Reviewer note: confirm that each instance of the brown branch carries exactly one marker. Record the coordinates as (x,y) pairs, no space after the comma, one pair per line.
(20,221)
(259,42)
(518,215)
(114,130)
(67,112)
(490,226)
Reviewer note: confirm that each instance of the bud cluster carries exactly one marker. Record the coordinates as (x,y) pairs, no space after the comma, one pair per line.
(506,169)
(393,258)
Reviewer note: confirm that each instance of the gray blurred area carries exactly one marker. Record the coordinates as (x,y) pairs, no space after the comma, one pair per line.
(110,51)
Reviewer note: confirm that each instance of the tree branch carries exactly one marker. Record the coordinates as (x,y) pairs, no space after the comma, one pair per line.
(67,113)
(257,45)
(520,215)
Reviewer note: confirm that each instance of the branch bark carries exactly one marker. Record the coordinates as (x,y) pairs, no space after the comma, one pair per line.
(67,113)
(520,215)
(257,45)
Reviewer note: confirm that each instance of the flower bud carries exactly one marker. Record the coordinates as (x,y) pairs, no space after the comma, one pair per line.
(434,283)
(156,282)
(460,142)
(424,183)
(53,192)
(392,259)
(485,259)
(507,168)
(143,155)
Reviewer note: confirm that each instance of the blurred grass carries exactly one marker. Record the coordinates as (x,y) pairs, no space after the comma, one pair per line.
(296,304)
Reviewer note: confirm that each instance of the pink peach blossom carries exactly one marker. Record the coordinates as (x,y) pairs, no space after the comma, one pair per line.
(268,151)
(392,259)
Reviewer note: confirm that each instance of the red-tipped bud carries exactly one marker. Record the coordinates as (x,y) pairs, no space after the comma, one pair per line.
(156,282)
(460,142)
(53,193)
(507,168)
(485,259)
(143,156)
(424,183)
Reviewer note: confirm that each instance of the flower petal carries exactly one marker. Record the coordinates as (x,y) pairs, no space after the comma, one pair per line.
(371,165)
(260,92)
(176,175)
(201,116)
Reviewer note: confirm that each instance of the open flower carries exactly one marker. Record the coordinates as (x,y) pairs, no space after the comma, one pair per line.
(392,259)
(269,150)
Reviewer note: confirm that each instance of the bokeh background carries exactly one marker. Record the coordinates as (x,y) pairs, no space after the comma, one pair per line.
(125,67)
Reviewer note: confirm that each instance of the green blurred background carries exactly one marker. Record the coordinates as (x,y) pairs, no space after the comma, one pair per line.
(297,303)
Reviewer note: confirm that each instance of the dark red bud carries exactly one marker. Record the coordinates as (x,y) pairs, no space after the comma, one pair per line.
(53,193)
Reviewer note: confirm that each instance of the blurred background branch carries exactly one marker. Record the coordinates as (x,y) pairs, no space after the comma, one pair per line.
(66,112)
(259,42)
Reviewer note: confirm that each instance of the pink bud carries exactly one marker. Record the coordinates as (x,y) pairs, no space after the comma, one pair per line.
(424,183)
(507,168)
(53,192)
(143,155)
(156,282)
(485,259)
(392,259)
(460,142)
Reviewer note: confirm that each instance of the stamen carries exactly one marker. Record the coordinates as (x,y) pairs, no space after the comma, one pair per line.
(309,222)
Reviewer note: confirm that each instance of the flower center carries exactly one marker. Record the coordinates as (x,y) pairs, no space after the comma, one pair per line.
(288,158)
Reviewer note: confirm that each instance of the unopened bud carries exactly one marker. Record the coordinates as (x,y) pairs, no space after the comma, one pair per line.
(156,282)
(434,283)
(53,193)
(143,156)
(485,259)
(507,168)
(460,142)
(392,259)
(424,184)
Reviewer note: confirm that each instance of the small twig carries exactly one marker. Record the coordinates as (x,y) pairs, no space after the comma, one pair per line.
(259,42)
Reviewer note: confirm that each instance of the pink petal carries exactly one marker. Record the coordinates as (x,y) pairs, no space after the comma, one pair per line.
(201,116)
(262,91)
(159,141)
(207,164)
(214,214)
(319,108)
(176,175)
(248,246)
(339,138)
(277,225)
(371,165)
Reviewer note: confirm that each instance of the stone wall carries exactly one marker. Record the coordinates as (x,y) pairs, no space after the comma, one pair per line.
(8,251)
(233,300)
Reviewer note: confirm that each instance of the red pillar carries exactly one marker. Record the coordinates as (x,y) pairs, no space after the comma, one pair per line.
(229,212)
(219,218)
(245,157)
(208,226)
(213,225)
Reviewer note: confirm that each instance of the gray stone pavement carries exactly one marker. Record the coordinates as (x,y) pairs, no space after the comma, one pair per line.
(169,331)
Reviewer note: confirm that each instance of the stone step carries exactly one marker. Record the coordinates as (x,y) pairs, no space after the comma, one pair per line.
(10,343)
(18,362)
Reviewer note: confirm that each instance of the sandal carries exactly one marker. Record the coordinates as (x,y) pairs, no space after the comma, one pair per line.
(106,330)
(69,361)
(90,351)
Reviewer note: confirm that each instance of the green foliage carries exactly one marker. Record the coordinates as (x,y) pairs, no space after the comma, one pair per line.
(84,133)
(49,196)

******************************

WORK TO DO:
Quote every line of the data, word for word.

EXPECTED ANSWER:
Reviewer note: confirm that each instance of the brown branch carries exactly one marker. Record the coordinates as (x,y) pairs, no space after the comma, one pair per line.
(20,221)
(259,42)
(518,215)
(114,130)
(67,112)
(490,226)
Reviewer note: confirm that each instance of the bud cluster carries exactly one marker. Record the coordinates as (x,y) pairs, no space after the comma, one pair per line.
(506,169)
(393,258)
Reviewer note: confirm that each instance of the gray blurred area carries exactly one marker. Record the coordinates as (x,y) pairs, no space after the comma, one pair per line.
(110,51)
Reviewer note: confirm that each instance of the tree branch carries exactly one marker. Record the coordinates as (x,y) pairs, no space after the comma, one pair per line.
(67,113)
(257,45)
(520,215)
Reviewer note: confirm that each instance of the branch bark carries exactly one marker. Record the coordinates as (x,y) pairs, no space after the comma, one pair per line.
(67,113)
(520,215)
(257,45)
Reviewer note: confirm that each instance of the flower bud carries exactly one marker. Record the coordinates as (x,y) pairs, no space after the comma, one pair per line.
(434,283)
(156,282)
(460,142)
(424,183)
(53,192)
(392,259)
(485,259)
(507,168)
(143,155)
Reviewer note: confirm that each instance of the blurred grass carries exactly one marker. Record the coordinates as (x,y) pairs, no space after the comma, one pair per line.
(296,304)
Reviewer note: confirm that each instance of the pink peach blossom carries exactly one marker. Record the coordinates as (x,y) pairs, no space after the comma, one pair per line.
(268,151)
(392,259)
Reviewer note: confirm that each instance of the red-tipped bud carries exactly one marker. Record the coordinates as (x,y) pairs, no space after the comma, one pair per line.
(156,282)
(460,142)
(53,193)
(507,168)
(485,259)
(143,156)
(424,183)
Reviewer note: confirm that each instance of the flower petal carries exactly one marker. Record the coordinates as (x,y) pairs, no space after the comma, one pair per line.
(371,165)
(260,92)
(176,175)
(201,116)
Reviewer note: confirm that each instance of the open flower carries exactly one marker. Record the coordinates as (x,y) pairs, no space after the comma, one pair per line.
(392,259)
(269,150)
Reviewer note: confirm that each instance of the bokeh background carries exactly one marker. Record the coordinates as (x,y) pairs, no space after the comma, one pair per line.
(125,67)
Reviewer note: confirm that each instance of the green blurred background carries exactly one marker. Record the coordinates as (x,y) pairs, no space after the comma, one pair per line.
(297,303)
Reviewer note: confirm that each instance of the dark red bud carries exactly one marker. Record the coordinates as (x,y) pairs, no space after the comma, one pair per line.
(53,193)
Reviewer note: confirm that each instance of the blurred background branch carries exactly one marker. Record the coordinates as (x,y) pairs, no space after the comma, one pair per line.
(66,112)
(259,42)
Reviewer note: confirm that each instance of the pink bud carries exactly one marker. Record the coordinates as (x,y) pairs, no space after the comma, one pair per line.
(424,183)
(507,168)
(53,192)
(143,155)
(156,282)
(485,259)
(392,259)
(460,142)
Reviewer note: confirm that each instance of the stamen carries exactly one marker. Record the coordinates as (x,y) pairs, no space after the comma, one pair per line.
(309,222)
Reviewer note: confirm that each instance of the flower center carries exactly one marker. Record the coordinates as (x,y) pairs, no space after the comma, one pair per line.
(288,158)
Reviewer note: confirm that each instance of the unopened bud carries exactly one marker. Record the coordinates as (x,y) pairs, no space after the comma, one pair per line.
(156,282)
(434,283)
(53,193)
(143,156)
(485,259)
(507,168)
(460,142)
(392,259)
(424,184)
Reviewer note: confirm that each instance of the small twig carries exactly one marker. Record the coordinates as (x,y) pairs, no space after the comma, one pair per line.
(259,42)
Reviewer note: confirm that each instance of the pink petal carries exactly one marker. Record the coordinates as (x,y) pairs, no space after the comma, one pair per line.
(201,116)
(262,91)
(159,141)
(207,164)
(214,214)
(319,108)
(176,175)
(248,246)
(339,138)
(277,225)
(371,165)
Reviewer note: confirm that each instance of the stone wall carries exactly one marker. Record the coordinates as (x,y) pairs, no space after the comma, one pair per line.
(8,251)
(233,300)
Reviewer note: confirm that each instance of the red pillar carries exactly one marker. Record the coordinates as (x,y) pairs, no space after the comma, one pair per line.
(229,212)
(219,218)
(245,157)
(208,226)
(213,225)
Reviewer note: confirm that each instance of the gray stone pavement carries exactly one marker. Record the coordinates as (x,y) pairs, no space after the comma, one pair per line.
(169,331)
Reviewer note: confirm that each instance of the stone step carries exactly one marker. Record the coordinates as (x,y) pairs, no space after the comma, one pair per line.
(10,343)
(18,362)
Reviewer note: confirm that each instance of the sandal carries exactly one marker. Record the coordinates as (x,y) pairs, no space after the comma, one pair per line.
(106,330)
(69,361)
(90,351)
Reviewer note: confirm that each instance of the green foliage carries exactly one marker. Record the coordinates as (x,y) pairs, no space after the comma, one pair per line.
(84,133)
(49,196)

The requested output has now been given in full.